• [GIVEN EXERCISE]:
Report every line of the material below that contains the word "yellow", copying each such line in full.

[Dataset records]
>> begin
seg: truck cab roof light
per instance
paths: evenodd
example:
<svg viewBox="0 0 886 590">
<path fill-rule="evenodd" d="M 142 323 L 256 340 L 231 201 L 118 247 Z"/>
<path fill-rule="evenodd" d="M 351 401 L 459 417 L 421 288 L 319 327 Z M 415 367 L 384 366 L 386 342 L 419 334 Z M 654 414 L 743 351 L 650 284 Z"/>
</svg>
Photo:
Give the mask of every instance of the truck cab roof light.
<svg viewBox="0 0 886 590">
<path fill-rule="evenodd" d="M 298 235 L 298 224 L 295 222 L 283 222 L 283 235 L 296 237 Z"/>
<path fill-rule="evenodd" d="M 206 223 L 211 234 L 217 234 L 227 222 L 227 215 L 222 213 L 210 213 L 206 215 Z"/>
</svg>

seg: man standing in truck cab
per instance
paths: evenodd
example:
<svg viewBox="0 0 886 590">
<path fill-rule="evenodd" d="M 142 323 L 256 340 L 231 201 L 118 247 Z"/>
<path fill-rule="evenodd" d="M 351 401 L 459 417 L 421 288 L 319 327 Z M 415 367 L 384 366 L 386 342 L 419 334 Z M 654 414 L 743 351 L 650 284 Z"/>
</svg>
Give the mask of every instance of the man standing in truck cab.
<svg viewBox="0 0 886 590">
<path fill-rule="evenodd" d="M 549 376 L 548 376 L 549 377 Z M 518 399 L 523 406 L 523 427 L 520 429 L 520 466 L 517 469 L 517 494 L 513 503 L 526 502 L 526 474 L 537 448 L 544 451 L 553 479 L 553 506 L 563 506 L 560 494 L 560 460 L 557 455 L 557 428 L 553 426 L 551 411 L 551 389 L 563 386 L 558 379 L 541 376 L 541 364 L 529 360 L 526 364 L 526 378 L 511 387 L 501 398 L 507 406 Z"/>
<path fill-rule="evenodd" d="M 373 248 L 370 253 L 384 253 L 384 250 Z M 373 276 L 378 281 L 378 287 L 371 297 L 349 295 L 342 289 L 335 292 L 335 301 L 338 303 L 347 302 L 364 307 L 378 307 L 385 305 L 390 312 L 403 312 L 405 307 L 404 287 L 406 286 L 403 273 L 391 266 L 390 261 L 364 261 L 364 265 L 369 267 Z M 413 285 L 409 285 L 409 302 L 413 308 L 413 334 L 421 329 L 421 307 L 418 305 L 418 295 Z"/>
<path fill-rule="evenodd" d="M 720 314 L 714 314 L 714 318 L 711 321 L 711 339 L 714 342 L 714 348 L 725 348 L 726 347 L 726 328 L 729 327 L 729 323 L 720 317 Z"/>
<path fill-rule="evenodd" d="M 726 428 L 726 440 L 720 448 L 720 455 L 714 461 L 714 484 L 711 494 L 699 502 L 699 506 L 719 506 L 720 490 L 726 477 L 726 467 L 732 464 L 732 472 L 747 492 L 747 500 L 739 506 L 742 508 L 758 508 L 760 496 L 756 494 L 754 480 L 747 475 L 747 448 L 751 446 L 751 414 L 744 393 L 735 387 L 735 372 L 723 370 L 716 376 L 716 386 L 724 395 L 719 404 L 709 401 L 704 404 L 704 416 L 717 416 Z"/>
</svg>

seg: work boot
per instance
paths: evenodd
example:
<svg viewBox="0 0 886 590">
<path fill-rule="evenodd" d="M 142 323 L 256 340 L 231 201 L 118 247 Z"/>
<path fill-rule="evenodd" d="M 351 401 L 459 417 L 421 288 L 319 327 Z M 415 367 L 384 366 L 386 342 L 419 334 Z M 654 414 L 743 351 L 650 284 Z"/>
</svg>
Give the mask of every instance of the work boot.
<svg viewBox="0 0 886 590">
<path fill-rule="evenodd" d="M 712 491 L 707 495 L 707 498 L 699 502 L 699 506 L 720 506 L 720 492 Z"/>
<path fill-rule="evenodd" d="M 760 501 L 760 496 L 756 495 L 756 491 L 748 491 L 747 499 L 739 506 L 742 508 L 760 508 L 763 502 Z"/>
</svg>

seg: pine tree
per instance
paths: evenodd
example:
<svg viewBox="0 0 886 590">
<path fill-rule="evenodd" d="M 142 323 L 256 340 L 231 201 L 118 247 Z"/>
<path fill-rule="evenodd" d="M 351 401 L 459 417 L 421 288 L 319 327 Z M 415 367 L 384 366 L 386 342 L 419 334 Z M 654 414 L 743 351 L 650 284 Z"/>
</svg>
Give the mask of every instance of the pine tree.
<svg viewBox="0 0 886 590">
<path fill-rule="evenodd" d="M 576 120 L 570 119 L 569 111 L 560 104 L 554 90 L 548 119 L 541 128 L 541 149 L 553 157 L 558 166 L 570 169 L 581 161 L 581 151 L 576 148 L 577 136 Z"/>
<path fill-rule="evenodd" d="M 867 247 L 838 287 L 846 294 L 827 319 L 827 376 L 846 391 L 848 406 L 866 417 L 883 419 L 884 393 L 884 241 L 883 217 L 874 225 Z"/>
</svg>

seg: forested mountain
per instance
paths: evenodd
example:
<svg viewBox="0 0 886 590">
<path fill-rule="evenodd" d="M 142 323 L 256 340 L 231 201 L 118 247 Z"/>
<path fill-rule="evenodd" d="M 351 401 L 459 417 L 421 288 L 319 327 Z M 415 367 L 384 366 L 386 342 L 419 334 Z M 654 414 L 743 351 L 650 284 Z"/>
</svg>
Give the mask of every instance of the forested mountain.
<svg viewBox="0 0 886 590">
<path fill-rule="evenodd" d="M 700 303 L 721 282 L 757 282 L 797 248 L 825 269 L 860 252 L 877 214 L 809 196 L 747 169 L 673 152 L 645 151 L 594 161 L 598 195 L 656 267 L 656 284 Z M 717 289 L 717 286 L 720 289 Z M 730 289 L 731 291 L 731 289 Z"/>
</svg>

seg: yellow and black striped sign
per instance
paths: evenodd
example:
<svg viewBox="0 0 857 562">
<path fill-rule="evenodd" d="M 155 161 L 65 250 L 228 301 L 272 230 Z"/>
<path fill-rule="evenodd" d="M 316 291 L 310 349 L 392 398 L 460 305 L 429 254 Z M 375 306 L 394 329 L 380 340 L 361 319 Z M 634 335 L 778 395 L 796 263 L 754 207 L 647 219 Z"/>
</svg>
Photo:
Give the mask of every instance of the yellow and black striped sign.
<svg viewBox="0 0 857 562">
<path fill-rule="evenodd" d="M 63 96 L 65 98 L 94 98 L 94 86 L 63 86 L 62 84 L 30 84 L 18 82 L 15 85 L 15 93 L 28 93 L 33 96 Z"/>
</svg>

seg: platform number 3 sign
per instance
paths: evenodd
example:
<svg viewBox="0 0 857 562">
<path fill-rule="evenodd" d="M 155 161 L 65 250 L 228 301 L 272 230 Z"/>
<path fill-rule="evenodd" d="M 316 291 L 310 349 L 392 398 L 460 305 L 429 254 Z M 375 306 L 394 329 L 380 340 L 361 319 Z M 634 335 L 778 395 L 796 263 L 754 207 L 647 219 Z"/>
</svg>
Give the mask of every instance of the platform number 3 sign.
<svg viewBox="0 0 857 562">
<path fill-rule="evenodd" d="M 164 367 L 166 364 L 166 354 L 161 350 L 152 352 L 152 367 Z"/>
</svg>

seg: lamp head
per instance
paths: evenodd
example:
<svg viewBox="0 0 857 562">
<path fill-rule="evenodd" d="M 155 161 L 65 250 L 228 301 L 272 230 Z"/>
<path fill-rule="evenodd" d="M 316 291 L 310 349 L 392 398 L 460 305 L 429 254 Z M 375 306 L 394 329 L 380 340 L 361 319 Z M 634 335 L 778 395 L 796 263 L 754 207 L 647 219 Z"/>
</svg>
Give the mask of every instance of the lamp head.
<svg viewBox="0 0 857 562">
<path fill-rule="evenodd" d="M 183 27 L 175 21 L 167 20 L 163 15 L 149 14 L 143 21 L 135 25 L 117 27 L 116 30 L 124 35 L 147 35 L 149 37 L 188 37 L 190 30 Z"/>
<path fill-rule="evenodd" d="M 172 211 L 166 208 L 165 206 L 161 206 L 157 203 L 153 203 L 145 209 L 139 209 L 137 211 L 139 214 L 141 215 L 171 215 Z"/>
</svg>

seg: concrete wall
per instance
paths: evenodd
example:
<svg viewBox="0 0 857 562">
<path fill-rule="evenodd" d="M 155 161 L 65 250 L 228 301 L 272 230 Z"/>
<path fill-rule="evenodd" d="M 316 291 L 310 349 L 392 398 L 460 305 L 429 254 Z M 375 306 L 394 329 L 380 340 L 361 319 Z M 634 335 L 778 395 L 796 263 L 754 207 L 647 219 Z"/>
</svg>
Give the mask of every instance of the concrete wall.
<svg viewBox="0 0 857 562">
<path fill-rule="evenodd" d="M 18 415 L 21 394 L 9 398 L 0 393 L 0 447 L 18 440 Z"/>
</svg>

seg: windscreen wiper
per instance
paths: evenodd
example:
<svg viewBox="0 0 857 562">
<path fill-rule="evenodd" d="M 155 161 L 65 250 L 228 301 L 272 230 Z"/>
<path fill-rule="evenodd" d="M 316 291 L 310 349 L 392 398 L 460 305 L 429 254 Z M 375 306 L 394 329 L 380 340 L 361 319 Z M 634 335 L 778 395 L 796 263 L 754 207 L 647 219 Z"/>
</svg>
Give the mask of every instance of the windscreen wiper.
>> end
• [FINISHED EXERCISE]:
seg: yellow and black striped sign
Give the mask of every instance of the yellow and black striped sign.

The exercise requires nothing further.